What you should do:
Copy out all the entries below, word for word.

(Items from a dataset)
_ _ _ _ _

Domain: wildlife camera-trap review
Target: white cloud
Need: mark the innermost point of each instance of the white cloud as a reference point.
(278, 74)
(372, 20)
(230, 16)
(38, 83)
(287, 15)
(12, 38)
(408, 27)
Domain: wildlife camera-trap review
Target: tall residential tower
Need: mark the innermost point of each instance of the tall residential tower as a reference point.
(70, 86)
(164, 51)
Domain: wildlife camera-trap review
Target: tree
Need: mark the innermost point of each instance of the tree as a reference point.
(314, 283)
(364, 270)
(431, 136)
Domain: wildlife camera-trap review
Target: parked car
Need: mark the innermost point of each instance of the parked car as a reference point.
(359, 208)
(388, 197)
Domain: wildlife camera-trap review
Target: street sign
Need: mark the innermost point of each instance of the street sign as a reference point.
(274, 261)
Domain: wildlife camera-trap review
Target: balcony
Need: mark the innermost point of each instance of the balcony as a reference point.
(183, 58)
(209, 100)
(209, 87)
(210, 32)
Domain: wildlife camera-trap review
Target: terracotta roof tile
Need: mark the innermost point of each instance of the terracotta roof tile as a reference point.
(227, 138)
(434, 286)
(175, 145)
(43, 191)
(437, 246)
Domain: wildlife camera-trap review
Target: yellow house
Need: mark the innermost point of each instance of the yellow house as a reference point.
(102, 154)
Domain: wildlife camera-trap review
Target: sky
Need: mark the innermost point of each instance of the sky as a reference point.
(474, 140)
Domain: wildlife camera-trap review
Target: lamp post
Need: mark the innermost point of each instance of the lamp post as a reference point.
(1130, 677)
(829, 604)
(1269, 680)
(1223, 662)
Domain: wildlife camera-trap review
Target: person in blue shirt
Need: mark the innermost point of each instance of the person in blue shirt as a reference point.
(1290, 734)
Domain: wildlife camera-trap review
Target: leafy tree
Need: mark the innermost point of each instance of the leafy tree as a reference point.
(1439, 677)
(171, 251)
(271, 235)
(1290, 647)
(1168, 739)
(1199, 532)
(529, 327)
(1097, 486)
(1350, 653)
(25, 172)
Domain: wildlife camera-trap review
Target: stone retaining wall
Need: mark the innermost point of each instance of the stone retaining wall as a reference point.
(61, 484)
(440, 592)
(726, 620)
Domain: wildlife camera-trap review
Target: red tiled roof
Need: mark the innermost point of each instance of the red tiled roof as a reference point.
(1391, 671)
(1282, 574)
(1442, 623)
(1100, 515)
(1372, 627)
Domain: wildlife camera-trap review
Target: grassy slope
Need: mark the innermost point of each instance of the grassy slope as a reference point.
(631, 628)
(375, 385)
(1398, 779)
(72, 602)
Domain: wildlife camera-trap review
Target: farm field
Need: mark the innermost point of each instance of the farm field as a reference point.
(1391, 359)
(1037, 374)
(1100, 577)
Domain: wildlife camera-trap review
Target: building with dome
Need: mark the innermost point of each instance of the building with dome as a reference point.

_ _ _ _ _

Result:
Domain: wildlife camera-trap review
Target: white cloud
Need: mark the innermost point of each instance of the white cloud as a reference point.
(278, 74)
(372, 20)
(230, 16)
(38, 83)
(287, 15)
(12, 38)
(408, 27)
Domain: wildlife camera-trap review
Target: tall residential tower
Need: mark the innermost point of each instance of the tall residential tower as a reference point.
(70, 86)
(164, 51)
Domain: wildlife camera-trap review
Target: tree
Need: mark the innermost point of each instance of the tree as a reference point.
(314, 283)
(364, 270)
(431, 136)
Domain: wildlife camera-trap review
Target: parked car
Need: mark the innermost point of each instance of the parked car as a reference point.
(359, 208)
(388, 197)
Domain: wildlife camera-trap review
Target: street sign
Need: mark the innermost point of each instance of the street sign as a reference point.
(274, 261)
Domain: wildlife camera-trap review
Target: balcony
Need: mark the innermost point of each instance of the balcony as a reference point.
(183, 58)
(209, 100)
(209, 87)
(210, 32)
Domain: wildlife camera-trap review
Target: terracotta roof tile
Need: mark the innermost point of each instance of the terracotta roof tile as a reference point.
(227, 138)
(434, 286)
(175, 145)
(43, 191)
(437, 246)
Domain: wildlife camera-trap review
Target: yellow house
Need: mark the innermost point of each instance of the yellow house as a reference point.
(102, 154)
Domain: wildlife camera-trap review
Target: sky
Need: mark the innermost point of each instance of the sky as a reference point.
(474, 140)
Domain: wildlife camera-trap review
Target: lamp post
Need: mark the innermost point of each instance of the lamp post as a reference point.
(1130, 677)
(829, 604)
(1269, 680)
(1223, 662)
Domain: wildlife camera-trap review
Target: person in blue shirt
Need: mark the innermost point of each instance of the person in blue shirt as a reference point.
(1290, 734)
Domain: wildlife camera-trap review
Target: leafy tree
Need: mark the innermost point of each instance of the leafy tree as a reference point.
(1439, 677)
(171, 251)
(271, 235)
(1290, 647)
(1168, 739)
(1199, 532)
(529, 327)
(1097, 486)
(1350, 653)
(25, 172)
Domain: wildlife camera-trap review
Target: stone retaining wall
Need: mark the innermost point of each instance of the stone retaining wall as a reference point.
(61, 484)
(440, 592)
(726, 620)
Domain: wildlife camera-trap review
Target: red tiled roof
Need: mark the innermost point of each instance of the red tiled roof as a reference point.
(1391, 671)
(1282, 574)
(1442, 623)
(1100, 515)
(1372, 627)
Domain: wildlife camera-trap review
Target: grassy slope
Need: mark the innermost point of each instance of the grassy slope as a reference point.
(631, 628)
(375, 385)
(1398, 779)
(72, 602)
Domain: wildlife camera-trap review
Target: farm field
Need: mark the innermost point of each instance of the farm field as a reference point.
(1391, 359)
(1037, 374)
(1100, 577)
Domain: wildlife camera-trap review
Target: building with dome
Need: mark the innermost point of each instance of the building with dome as a reference point.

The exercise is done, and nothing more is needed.